▶ **Given problem**
Transcribe the data in full and exactly, omitting any pictures.

▶ **Data supplied**
--------------------
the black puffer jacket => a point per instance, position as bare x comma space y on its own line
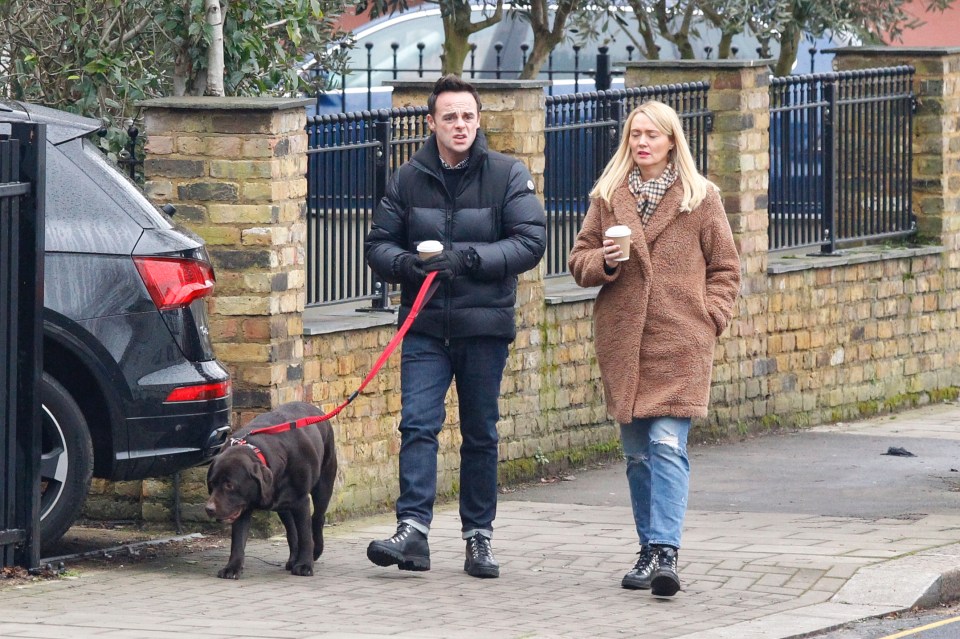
495, 211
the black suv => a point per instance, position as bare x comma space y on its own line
131, 388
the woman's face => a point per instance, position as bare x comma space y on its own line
649, 147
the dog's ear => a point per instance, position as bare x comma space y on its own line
264, 477
210, 475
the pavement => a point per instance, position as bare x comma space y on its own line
787, 535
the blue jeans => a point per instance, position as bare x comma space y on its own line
427, 366
658, 473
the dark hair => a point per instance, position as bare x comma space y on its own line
451, 83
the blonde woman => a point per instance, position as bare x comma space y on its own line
656, 319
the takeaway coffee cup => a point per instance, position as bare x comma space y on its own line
429, 248
620, 235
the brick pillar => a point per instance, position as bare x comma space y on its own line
936, 133
235, 168
512, 118
739, 163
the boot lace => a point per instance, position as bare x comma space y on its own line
480, 548
644, 561
403, 531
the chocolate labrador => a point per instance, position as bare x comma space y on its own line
280, 472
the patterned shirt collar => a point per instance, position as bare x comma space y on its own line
650, 193
460, 165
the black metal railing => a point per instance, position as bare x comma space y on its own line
841, 158
351, 156
582, 133
22, 168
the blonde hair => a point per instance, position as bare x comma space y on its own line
667, 122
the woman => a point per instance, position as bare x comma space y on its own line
656, 319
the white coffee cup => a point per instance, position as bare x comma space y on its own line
620, 235
429, 248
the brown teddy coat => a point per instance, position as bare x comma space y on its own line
657, 317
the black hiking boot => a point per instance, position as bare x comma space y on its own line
639, 578
407, 549
480, 561
666, 579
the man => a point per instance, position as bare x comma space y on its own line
482, 207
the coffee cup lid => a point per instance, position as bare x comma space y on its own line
429, 246
618, 231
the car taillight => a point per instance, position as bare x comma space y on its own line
200, 392
175, 282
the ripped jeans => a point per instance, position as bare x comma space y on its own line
658, 473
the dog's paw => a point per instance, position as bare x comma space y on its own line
230, 573
302, 570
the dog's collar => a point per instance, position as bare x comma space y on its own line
256, 451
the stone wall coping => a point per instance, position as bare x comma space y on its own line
895, 51
346, 316
479, 84
215, 103
777, 264
705, 65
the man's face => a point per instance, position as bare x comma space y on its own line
455, 120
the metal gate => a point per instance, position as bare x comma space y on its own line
22, 166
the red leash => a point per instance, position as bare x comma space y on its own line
423, 296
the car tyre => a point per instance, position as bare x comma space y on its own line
66, 462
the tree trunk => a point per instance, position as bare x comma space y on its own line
789, 46
545, 37
457, 28
215, 70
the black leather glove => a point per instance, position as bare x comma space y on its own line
410, 268
451, 264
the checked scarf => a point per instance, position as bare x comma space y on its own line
650, 193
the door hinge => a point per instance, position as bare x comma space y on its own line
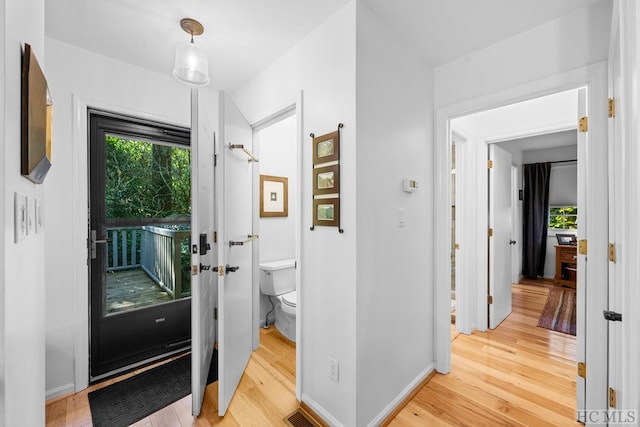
612, 316
612, 397
582, 247
611, 107
582, 370
612, 252
583, 124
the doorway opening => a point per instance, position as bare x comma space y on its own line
139, 236
276, 140
539, 130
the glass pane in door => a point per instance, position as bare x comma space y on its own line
147, 223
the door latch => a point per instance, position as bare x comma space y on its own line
226, 269
612, 316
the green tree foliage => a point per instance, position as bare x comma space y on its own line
146, 180
563, 218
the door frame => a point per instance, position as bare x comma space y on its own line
287, 111
594, 77
80, 217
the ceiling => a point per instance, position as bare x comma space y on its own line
243, 36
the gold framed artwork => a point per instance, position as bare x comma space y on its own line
326, 212
326, 180
274, 196
36, 117
326, 148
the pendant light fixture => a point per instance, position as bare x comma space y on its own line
191, 65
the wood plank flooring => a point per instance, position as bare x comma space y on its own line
133, 288
517, 374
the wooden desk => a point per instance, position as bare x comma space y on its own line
566, 265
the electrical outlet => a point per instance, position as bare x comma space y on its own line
334, 369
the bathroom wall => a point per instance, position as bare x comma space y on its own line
322, 65
278, 151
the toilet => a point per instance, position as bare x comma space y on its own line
278, 280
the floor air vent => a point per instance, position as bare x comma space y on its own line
300, 419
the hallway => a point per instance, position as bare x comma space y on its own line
517, 374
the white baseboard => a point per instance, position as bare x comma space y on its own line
60, 391
321, 412
388, 410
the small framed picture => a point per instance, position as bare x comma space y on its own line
326, 212
274, 197
326, 148
326, 180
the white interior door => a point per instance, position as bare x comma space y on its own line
203, 283
516, 262
499, 246
235, 289
581, 276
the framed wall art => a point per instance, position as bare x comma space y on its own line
36, 117
326, 212
326, 148
326, 180
274, 196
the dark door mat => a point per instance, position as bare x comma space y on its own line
135, 398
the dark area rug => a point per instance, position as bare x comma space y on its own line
559, 312
130, 400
--------------------
▶ **Complete answer**
the black puffer jacket => a point per instance, position as bare x comma space y on its own line
495, 211
the black suv => a point per instance, position as bare x comma space y on its own line
131, 388
the woman's face => a point per instance, position as bare x comma space y on its own line
649, 147
the dog's ear => a point per instance, position as bare x comma space y on its own line
264, 477
210, 475
the pavement => a point per instance, position as bare x comma space y on its own line
787, 535
the blue jeans => a point per instance, position as bare x comma space y on its own line
427, 366
658, 473
the dark hair => a point per instance, position as bare x comma space y on its own line
451, 83
the blonde woman => a point per instance, position as bare x comma space y on its own line
656, 319
the takeaway coffee cup => a point per instance, position as bare x comma space y on its own line
429, 248
620, 235
the brick pillar => a point per instance, position as bare x comma space y on its own line
936, 133
235, 168
512, 118
739, 163
the boot lace => a point per instance, position as bare x comma space y on its own line
480, 548
644, 561
403, 531
the chocolate labrador => a point per instance, position as bare x comma space y on its own line
280, 472
the patterned shirt collar => a point per instance, position as bare x comma space y on its own line
650, 193
460, 165
the black metal railing => a point per instance, position as bare x comma space y on its own line
841, 158
351, 156
582, 133
22, 168
the blonde hair => a point per instance, position as bare x comma space y on its own line
667, 122
the woman => a point per instance, position as bare x comma space y on its own line
656, 319
the white coffee cup => a point per instance, position as bare x comma space y on its own line
620, 235
429, 248
the brown teddy coat => a point per instance, position as bare x comma space y on its own line
657, 317
the black hiking boot => a point per instance, position as bare x comma space y on its own line
639, 578
407, 549
480, 561
666, 579
the man => a point per instance, position as bare x comma space y on its own line
482, 207
the coffee cup lid => a point per instance, position as bare x comma space y on its own line
429, 246
618, 231
the car taillight => a point per instance, position as bare x comma space y on its own line
200, 392
175, 282
the ripped jeans => a point per instance, position as bare x comma space y on its own line
658, 473
the dog's paw => a point per instance, position as bare x comma space y on its own line
230, 573
302, 570
the dog's collar => a point per instance, position as bare x comma space y on its own line
256, 451
the stone wall coping => a point per instance, position as bare x comma space y on its own line
895, 51
346, 316
479, 84
215, 103
777, 264
705, 65
the man's face => a point per instance, position as bare x comma space y on its own line
455, 120
the metal gate => a point per instance, position as bare x comma space y on its own line
22, 166
the red leash => a point per instance, position as bare x comma space y on its own line
423, 296
the car tyre => a point per instance, position as bare x comma space y on its own line
66, 462
the tree trunk => a point per instance, position as bare x comma space y on its own line
789, 46
545, 37
457, 28
215, 70
the black leather glove => a point per instance, position as bare x comma space y on its own line
410, 268
451, 264
the checked scarf => a point per instance, position as bare x comma space y on its own line
650, 193
the door hinge => a point per instance, position as bare x comma space y on its own line
612, 316
612, 397
582, 247
611, 107
582, 370
612, 252
583, 124
the doorway opening => a point per instance, position as bare x comma space y on its own line
139, 236
276, 140
539, 130
the glass pane in door => a point per instance, position as bare x comma space y on its own line
147, 223
the door latch => a point per instance, position as bare x comma space y on its own line
226, 269
612, 316
the green tree foliage => a point per instance, position as bare x comma space y on its own line
146, 180
563, 218
the door frame => a point per instance, position as bare x comma space y on its own line
287, 111
594, 77
80, 217
the ceiling => a point per instance, position as bare x comma space y on its own line
243, 36
the gold framed artwork => a point per instance, position as bare x comma space y on its own line
326, 212
326, 180
274, 196
36, 117
326, 148
the pendant light fixture => a point per instance, position as bare x comma space y on its own line
191, 65
the wood plank flooring => a point per instance, position as bare x comma space y on its own line
133, 288
517, 374
the wooden desk => a point per instance, position as bare x comma space y on its own line
566, 265
the electrical outlet => a point per instance, position as bare x comma space y on its own line
334, 369
the bathroom wall => a point per instance, position as bare x comma space y on its own line
322, 65
278, 151
the toilet => a point per instance, position as bare x comma space y on its own line
278, 280
the floor air vent => a point per instance, position as bare x comma space y on its own line
300, 419
the hallway => a point per instance, position as bare x comma space y on its own line
517, 374
the white baseboard => a point per instance, position as bare x comma space y on its own line
60, 391
321, 412
388, 410
the small framed picture => a point per instance, position as bare x comma space y on its own line
326, 212
274, 197
326, 148
326, 180
the white interior door => a point per instance, position as bare x comma space y on its own line
203, 283
516, 262
499, 246
235, 289
581, 276
the framed wall art => a point per instance, position as bare x comma space y on its own line
36, 117
326, 212
326, 148
326, 180
274, 196
the dark door mat => a point per instance, position as bare x comma space y on its own line
135, 398
the dark area rug => a point per instance, position as bare x comma space y on its own line
559, 312
130, 400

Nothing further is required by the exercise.